--- READING TEXT Enclosed Below ---

Until I made a mistake (ran a 5K that was not on the plan) and didn’t listen to my body or my coach. I started feeling so good, I kept pushing and pushing myself. I just wanted to run! But I wasn’t letting my mind and body catch up to where I wanted to be. And that led to an injury.
And it could hav occurred much earlier, but I just didn’t realize it. Eventually, I told my coach that I was having discomfort/pain in my foot and I was told to rest. And of course, I was devastated. Deep down, I knew it wasn’t going to be a fast recovery. At first, we thought it was just tendinitis and it would heal in 6-8 weeks, so I just needed to rest and stay active without running (bike, swim, strength training. elliptical or arc trainer). But then 2 months went by only attempting to run once a week without any relief. I felt extremely frustrated. And all this time, I really didn’t know what the injury was.

--- End of Enclosed READING TEXT ---

EXERCISE DESCRIPTION:
Answer these from the running injury account:
1. What race did the writer run that was not on the plan?
2. What did the writer and coach at first think the injury was, and how long did they expect it to take to heal?
3. During the 2 months without relief, how often did the writer attempt to run?
The listing has nothing to do with the running injury account.

--- GIVEN RECORDS Enclosed Below ---

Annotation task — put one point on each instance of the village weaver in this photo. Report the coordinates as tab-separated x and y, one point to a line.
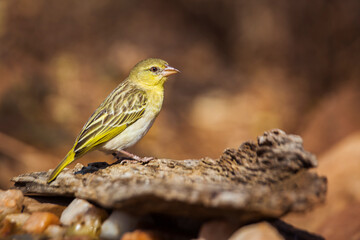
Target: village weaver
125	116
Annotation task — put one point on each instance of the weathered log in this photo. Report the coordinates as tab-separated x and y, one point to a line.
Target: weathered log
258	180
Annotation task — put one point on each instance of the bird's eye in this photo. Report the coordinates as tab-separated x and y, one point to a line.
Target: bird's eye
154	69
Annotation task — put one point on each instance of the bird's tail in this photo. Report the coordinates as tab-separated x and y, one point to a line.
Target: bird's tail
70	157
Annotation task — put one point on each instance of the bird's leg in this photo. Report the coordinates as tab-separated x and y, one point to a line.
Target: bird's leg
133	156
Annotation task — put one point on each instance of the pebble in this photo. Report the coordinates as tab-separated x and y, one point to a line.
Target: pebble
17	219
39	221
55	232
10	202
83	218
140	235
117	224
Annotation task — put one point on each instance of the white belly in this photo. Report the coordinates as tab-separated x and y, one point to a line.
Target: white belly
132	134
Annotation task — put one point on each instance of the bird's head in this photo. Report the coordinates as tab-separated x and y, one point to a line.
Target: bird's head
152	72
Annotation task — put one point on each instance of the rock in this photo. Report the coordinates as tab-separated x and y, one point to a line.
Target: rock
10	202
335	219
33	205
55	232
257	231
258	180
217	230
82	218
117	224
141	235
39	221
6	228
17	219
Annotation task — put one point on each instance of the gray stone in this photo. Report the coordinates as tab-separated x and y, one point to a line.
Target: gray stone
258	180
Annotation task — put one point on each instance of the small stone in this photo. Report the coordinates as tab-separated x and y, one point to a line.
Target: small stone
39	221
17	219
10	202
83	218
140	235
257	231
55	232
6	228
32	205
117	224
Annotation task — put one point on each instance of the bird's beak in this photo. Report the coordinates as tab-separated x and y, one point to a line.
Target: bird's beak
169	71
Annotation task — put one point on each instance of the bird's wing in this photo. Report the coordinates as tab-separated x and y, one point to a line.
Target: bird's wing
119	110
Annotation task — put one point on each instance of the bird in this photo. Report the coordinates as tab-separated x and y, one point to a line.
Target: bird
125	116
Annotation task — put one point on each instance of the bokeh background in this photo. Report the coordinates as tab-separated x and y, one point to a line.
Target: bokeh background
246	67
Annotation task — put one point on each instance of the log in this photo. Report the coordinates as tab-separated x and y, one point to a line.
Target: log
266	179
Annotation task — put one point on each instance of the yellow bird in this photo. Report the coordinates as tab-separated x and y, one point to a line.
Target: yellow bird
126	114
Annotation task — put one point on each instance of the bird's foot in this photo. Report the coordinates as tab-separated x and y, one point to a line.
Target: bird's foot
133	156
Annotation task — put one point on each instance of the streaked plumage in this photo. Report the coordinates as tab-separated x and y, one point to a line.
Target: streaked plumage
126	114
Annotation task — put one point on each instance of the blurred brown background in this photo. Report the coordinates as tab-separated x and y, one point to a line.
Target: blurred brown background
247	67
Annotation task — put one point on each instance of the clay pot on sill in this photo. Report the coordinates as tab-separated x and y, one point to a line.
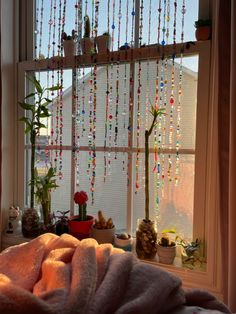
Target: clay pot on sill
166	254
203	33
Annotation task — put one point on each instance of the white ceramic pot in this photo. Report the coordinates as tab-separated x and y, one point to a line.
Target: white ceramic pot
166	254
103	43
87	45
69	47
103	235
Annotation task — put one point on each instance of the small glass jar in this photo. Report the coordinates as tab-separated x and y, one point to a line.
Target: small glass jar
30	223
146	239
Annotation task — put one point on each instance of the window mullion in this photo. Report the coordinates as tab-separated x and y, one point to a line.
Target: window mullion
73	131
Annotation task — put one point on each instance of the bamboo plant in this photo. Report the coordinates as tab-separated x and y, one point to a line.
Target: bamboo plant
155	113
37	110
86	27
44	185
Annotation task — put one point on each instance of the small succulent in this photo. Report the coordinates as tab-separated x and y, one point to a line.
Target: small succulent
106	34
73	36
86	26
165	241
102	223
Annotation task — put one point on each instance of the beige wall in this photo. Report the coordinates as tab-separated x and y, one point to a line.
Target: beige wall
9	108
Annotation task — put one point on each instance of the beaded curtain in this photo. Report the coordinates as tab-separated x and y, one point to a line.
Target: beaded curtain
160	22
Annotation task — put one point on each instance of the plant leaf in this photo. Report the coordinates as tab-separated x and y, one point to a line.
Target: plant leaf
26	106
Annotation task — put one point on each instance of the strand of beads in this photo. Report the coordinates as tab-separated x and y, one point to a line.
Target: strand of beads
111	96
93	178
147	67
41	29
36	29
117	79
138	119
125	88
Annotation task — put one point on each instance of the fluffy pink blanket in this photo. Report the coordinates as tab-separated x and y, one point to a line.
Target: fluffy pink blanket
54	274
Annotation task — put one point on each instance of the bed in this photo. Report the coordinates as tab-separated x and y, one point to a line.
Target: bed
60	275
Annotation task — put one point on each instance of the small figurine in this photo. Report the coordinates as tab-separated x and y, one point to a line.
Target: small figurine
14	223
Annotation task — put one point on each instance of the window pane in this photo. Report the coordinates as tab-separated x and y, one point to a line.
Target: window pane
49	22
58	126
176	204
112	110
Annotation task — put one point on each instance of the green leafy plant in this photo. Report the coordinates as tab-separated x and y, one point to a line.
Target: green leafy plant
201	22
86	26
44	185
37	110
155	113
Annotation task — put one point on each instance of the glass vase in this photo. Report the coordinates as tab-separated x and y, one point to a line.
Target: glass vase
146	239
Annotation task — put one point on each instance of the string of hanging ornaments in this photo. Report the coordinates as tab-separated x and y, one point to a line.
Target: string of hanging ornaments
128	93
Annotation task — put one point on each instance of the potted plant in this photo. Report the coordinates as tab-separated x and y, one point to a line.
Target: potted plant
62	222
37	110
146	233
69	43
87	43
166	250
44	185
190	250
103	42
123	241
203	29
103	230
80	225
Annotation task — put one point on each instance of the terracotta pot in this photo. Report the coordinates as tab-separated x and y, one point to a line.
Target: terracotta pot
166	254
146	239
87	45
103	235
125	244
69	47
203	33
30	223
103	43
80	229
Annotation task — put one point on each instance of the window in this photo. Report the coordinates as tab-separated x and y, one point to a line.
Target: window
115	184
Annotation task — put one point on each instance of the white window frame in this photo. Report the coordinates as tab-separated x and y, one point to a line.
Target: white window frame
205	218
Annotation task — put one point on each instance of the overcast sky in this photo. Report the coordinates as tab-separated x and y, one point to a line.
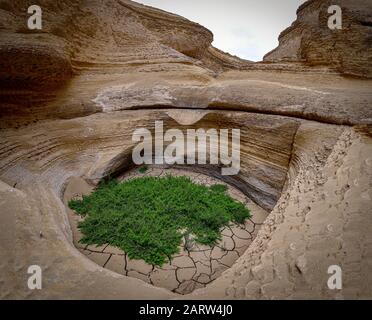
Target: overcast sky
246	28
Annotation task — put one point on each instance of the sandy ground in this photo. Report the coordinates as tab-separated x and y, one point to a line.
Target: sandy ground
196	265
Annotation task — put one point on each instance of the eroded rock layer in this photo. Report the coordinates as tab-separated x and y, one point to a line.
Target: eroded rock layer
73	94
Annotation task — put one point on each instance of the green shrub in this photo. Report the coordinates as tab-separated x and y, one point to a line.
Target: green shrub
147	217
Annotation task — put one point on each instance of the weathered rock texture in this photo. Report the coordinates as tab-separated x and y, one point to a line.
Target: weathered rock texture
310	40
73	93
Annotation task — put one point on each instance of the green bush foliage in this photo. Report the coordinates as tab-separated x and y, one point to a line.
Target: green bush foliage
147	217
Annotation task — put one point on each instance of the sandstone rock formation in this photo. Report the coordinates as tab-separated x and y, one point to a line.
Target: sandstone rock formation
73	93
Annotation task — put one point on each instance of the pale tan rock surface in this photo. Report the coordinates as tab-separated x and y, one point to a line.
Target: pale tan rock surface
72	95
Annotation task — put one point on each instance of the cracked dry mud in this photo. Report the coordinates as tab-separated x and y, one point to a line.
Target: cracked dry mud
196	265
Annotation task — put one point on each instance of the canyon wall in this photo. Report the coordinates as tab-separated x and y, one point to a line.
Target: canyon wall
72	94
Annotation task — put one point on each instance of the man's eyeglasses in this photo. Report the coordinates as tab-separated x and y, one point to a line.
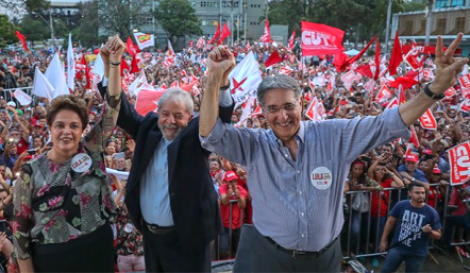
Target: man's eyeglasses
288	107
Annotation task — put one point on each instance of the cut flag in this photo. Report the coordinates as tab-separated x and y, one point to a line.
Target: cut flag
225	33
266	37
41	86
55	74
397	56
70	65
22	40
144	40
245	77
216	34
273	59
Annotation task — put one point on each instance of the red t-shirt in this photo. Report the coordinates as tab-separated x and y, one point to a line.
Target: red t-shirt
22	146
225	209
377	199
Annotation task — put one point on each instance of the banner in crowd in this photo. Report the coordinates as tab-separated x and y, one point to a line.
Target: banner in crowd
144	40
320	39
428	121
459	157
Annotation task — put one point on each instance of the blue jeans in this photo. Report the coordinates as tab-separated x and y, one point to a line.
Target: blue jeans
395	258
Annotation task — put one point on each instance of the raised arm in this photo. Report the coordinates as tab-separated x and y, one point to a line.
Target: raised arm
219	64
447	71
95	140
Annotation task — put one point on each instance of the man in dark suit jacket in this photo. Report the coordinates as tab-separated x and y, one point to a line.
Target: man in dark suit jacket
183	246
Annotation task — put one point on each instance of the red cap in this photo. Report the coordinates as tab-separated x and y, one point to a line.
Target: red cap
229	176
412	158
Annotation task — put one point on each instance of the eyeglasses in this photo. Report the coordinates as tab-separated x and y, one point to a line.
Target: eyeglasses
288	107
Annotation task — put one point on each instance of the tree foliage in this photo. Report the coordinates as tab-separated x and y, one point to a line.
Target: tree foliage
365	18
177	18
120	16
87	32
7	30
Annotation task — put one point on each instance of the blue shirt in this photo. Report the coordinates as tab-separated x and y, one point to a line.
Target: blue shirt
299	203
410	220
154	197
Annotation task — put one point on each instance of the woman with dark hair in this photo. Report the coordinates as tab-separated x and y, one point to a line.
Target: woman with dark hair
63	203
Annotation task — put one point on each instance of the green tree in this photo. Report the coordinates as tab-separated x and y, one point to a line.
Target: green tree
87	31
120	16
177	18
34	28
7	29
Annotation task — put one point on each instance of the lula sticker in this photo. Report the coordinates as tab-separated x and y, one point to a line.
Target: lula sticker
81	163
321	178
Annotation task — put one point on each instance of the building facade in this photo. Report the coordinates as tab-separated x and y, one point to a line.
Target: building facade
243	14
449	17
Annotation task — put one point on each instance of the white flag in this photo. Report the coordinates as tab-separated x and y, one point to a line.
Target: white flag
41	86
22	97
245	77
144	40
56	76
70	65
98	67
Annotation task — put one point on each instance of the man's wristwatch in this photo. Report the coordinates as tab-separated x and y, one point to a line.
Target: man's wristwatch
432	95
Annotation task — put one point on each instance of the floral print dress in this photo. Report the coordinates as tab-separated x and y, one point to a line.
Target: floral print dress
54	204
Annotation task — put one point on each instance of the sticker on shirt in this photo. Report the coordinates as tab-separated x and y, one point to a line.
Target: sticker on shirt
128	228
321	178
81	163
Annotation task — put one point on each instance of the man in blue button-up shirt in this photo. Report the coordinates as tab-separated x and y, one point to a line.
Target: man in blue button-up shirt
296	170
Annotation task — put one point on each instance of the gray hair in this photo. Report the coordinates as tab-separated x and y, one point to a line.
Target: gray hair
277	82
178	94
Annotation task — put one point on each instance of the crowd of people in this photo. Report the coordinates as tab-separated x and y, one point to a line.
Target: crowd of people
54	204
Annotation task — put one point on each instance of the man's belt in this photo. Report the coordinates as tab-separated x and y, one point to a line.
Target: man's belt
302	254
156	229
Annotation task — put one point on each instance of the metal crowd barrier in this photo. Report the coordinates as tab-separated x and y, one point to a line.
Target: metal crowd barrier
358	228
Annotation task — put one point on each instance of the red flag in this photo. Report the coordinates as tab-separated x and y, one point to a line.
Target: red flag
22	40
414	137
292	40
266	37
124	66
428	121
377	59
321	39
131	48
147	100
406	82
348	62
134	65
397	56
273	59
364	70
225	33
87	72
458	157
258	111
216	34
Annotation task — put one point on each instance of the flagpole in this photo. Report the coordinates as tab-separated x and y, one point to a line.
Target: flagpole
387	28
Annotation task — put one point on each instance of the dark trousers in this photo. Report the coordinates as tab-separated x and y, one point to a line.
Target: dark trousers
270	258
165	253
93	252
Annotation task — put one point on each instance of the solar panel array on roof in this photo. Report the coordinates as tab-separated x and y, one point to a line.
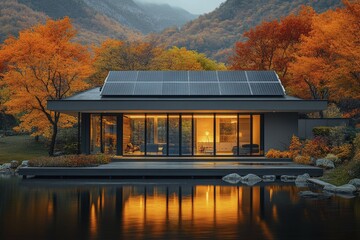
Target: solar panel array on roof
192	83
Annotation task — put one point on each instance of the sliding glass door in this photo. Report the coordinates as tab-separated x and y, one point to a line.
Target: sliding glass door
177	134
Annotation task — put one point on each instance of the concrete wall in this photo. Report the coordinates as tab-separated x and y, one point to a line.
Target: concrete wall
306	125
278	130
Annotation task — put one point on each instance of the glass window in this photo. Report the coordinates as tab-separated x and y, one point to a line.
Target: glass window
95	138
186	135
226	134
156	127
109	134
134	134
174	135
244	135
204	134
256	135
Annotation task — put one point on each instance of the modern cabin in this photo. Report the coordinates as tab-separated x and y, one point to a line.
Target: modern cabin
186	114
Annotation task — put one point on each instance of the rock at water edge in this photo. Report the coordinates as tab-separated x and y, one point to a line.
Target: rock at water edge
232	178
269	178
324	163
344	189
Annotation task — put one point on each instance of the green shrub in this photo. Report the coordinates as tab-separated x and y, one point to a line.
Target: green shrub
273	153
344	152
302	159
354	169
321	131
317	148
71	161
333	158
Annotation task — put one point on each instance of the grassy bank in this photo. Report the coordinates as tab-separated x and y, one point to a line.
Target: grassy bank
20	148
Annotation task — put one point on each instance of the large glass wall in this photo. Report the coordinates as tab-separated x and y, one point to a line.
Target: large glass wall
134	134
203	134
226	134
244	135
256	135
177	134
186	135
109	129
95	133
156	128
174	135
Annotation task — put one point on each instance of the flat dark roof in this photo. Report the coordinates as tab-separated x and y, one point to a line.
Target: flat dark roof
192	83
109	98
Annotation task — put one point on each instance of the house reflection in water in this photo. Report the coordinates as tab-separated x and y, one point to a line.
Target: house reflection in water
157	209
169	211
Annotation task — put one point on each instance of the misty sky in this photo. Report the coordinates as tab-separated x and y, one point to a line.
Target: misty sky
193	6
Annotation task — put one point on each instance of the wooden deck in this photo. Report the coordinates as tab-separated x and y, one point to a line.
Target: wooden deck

--- End of Enclosed GIVEN RECORDS ---

TASK RESULT:
1. A 5K.
2. Tendinitis, expected to heal in 6-8 weeks.
3. Once a week.